* _ÉNONCÉ_
Pourriez-vous présenter toutes les lignes ci-dessous sous forme de tableau Markdown, avec une colonne « N° » pour le numéro de ligne et une colonne « Ligne » pour son texte, en omettant les lignes vides ? Les images ne doivent pas figurer dans la réponse.

* _DONNÉES DISPONIBLES_
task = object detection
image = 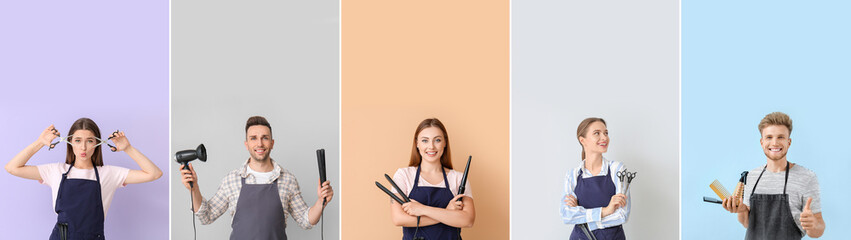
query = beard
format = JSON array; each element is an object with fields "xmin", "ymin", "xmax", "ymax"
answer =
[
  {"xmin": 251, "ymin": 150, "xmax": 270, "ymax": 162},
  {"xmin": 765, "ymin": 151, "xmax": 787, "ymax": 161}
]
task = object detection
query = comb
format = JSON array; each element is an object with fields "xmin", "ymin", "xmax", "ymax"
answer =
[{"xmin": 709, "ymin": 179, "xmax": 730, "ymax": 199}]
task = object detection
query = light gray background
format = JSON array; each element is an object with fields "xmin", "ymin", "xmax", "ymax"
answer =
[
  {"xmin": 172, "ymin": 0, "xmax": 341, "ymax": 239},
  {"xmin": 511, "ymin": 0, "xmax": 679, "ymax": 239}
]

* _RÉPONSE_
| N° | Ligne |
|---|---|
| 1 | task = object detection |
| 2 | image =  |
| 3 | query = beard |
| 4 | format = JSON array; each element is an object with fields "xmin", "ymin", "xmax", "ymax" |
| 5 | answer = |
| 6 | [ |
| 7 |   {"xmin": 251, "ymin": 150, "xmax": 270, "ymax": 162}, |
| 8 |   {"xmin": 765, "ymin": 151, "xmax": 787, "ymax": 161} |
| 9 | ] |
| 10 | task = object detection |
| 11 | query = comb |
| 12 | format = JSON array; each element is an object with fields "xmin", "ymin", "xmax", "ymax" |
| 13 | answer = |
| 14 | [{"xmin": 709, "ymin": 179, "xmax": 730, "ymax": 199}] |
| 15 | task = object detection |
| 16 | query = light gray background |
| 17 | format = JSON array; each element is an object with fields "xmin", "ymin", "xmax", "ymax" |
| 18 | answer = |
| 19 | [ |
| 20 |   {"xmin": 172, "ymin": 0, "xmax": 341, "ymax": 239}, |
| 21 |   {"xmin": 511, "ymin": 0, "xmax": 679, "ymax": 239} |
| 22 | ] |